Requirement A »
Whose opinion in Obergefell v. Hodges does the essay on marriage quote?

Passage provided »

____________

Final Essay

Marriage isn’t the problem (1565 words) 

In American cultural tradition, there are few things as well-respected and regarded as the institution of marriage. As Justice Kennedy described in his famous opinion on Obergefell v. Hodges, marriage “supports a two-person union unlike any other in its importance to the committed individuals” (Obergefell). Marriage is seen as so important, that for many people Obergefell was seen as the “end of gay history”, just like many viewed the collapse of the Soviet Union as the end of the rest of history. However, this institution is not without its many flaws. Marriage throughout American history has frequently been used to enforce racial and gender power structures, whether it be white supremacy or the patriarchy. It’s why so many people so fervently fought gay marriage, not because they were afraid of two men kissing, but because they were afraid of how it would affect the hierarchy they sat on top of. It is only once the hierarchies that a monoracial heterosexual marriage codifies are torn down that queer people can be full citizens of the United States.

____________

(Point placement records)

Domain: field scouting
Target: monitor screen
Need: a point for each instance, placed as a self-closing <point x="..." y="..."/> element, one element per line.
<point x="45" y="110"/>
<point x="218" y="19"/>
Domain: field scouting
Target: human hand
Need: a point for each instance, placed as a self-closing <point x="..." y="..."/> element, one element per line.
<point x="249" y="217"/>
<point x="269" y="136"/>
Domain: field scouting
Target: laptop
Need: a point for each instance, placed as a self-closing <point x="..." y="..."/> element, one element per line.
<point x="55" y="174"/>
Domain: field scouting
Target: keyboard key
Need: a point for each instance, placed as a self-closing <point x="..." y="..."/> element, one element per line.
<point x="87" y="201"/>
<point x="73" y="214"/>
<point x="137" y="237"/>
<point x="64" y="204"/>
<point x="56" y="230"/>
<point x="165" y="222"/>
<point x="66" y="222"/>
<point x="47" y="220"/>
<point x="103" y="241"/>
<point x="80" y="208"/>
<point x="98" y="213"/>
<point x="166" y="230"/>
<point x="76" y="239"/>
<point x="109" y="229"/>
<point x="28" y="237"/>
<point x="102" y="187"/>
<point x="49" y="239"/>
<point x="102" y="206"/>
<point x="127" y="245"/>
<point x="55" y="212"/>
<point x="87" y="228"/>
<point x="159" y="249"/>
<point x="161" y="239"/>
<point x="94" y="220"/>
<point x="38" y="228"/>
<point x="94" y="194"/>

____________

Requirement B »
Recast every line of the point placement records above as a JSON list of strings, one string per line, leaving out blank lines.

Task result A »
Justice Kennedy's.

Task result B »
[
  "Domain: field scouting",
  "Target: monitor screen",
  "Need: a point for each instance, placed as a self-closing <point x=\"...\" y=\"...\"/> element, one element per line.",
  "<point x=\"45\" y=\"110\"/>",
  "<point x=\"218\" y=\"19\"/>",
  "Domain: field scouting",
  "Target: human hand",
  "Need: a point for each instance, placed as a self-closing <point x=\"...\" y=\"...\"/> element, one element per line.",
  "<point x=\"249\" y=\"217\"/>",
  "<point x=\"269\" y=\"136\"/>",
  "Domain: field scouting",
  "Target: laptop",
  "Need: a point for each instance, placed as a self-closing <point x=\"...\" y=\"...\"/> element, one element per line.",
  "<point x=\"55\" y=\"174\"/>",
  "Domain: field scouting",
  "Target: keyboard key",
  "Need: a point for each instance, placed as a self-closing <point x=\"...\" y=\"...\"/> element, one element per line.",
  "<point x=\"87\" y=\"201\"/>",
  "<point x=\"73\" y=\"214\"/>",
  "<point x=\"137\" y=\"237\"/>",
  "<point x=\"64\" y=\"204\"/>",
  "<point x=\"56\" y=\"230\"/>",
  "<point x=\"165\" y=\"222\"/>",
  "<point x=\"66\" y=\"222\"/>",
  "<point x=\"47\" y=\"220\"/>",
  "<point x=\"103\" y=\"241\"/>",
  "<point x=\"80\" y=\"208\"/>",
  "<point x=\"98\" y=\"213\"/>",
  "<point x=\"166\" y=\"230\"/>",
  "<point x=\"76\" y=\"239\"/>",
  "<point x=\"109\" y=\"229\"/>",
  "<point x=\"28\" y=\"237\"/>",
  "<point x=\"102\" y=\"187\"/>",
  "<point x=\"49\" y=\"239\"/>",
  "<point x=\"102\" y=\"206\"/>",
  "<point x=\"127\" y=\"245\"/>",
  "<point x=\"55\" y=\"212\"/>",
  "<point x=\"87\" y=\"228\"/>",
  "<point x=\"159\" y=\"249\"/>",
  "<point x=\"161\" y=\"239\"/>",
  "<point x=\"94\" y=\"220\"/>",
  "<point x=\"38\" y=\"228\"/>",
  "<point x=\"94\" y=\"194\"/>"
]